◆ **Required actions**:
(1) In the stock market report, by how many points did the Nasdaq composite rise on Thursday?
(2) Retype the part of the stock market report that opens with the words containing "US stocks edged" and closes with "0.1%, to 6,715.35.".

◆ **Document passage**:

"""

US stocks edged up to more records on Thursday, with the S&P 500, the Dow Jones Industrial Average, and the Nasdaq composite all hitting new all-time highs.
- The S&P 500 rose 4.15 points, or 0.1%, to 6,715.35.
- The Dow Jones Industrial Average rose 78.62 points, or 0.2%, to 46,519.72.
- The Nasdaq composite rose 88.89 points, or 0.4%, to 22,844.05.
Technology stocks helped lead the way after OpenAI announced partnerships with South Korean companies for its Stargate artificial-intelligence infrastructure project, the
AP reports.
Thursdays on Wall Street typically have investors reacting to the latest weekly tally of US workers applying for unemployment benefits. But DC's shutdown means this week's report on jobless claims has been delayed. An even more consequential report, Friday's monthly tally, will likely also not arrive on schedule. That increases uncertainty when much on Wall Street is riding on investors' expectation that the job market is slowing by enough to convince the Federal Reserve to keep cutting interest rates, but not by so much that it leads to a recession. "The Fed has been on record that they are very data dependent, and the lack of data from public sources is likely to be problematic," says Brian Rehling, head of global fixed-income strategy at Wells Fargo Investment Institute.
So far, the stock market has looked past the delays of such data. Past government shutdowns have tended not to hurt the economy or stock market much, and the thinking is that this one could be similar, even if President Trump has threatened large-scale firings of federal workers this time around. That left corporate announcements as the main drivers of trading Thursday. Stocks in the chip and artificial-intelligence industries climbed after OpenAI announced partnerships with South Korean companies for Stargate, a $500 billion project aimed at building AI infrastructure. Samsung Electronics rose 3.5% in Seoul, and SK Hynix jumped 9.9%. On Wall Street, Advanced Micro Devices climbed 3.5% and Broadcom gained 1.4%. Nvidia's 0.9% rise was the strongest force pushing the S&P 500 upward.

"""

◆ **Given material**:
"""

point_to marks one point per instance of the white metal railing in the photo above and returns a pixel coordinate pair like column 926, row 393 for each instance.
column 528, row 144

"""

◆ **Task solutions**:
(1) 88.89 points

(2)
US stocks edged up to more records on Thursday, with the S&P 500, the Dow Jones Industrial Average, and the Nasdaq composite all hitting new all-time highs.
- The S&P 500 rose 4.15 points, or 0.1%, to 6,715.35.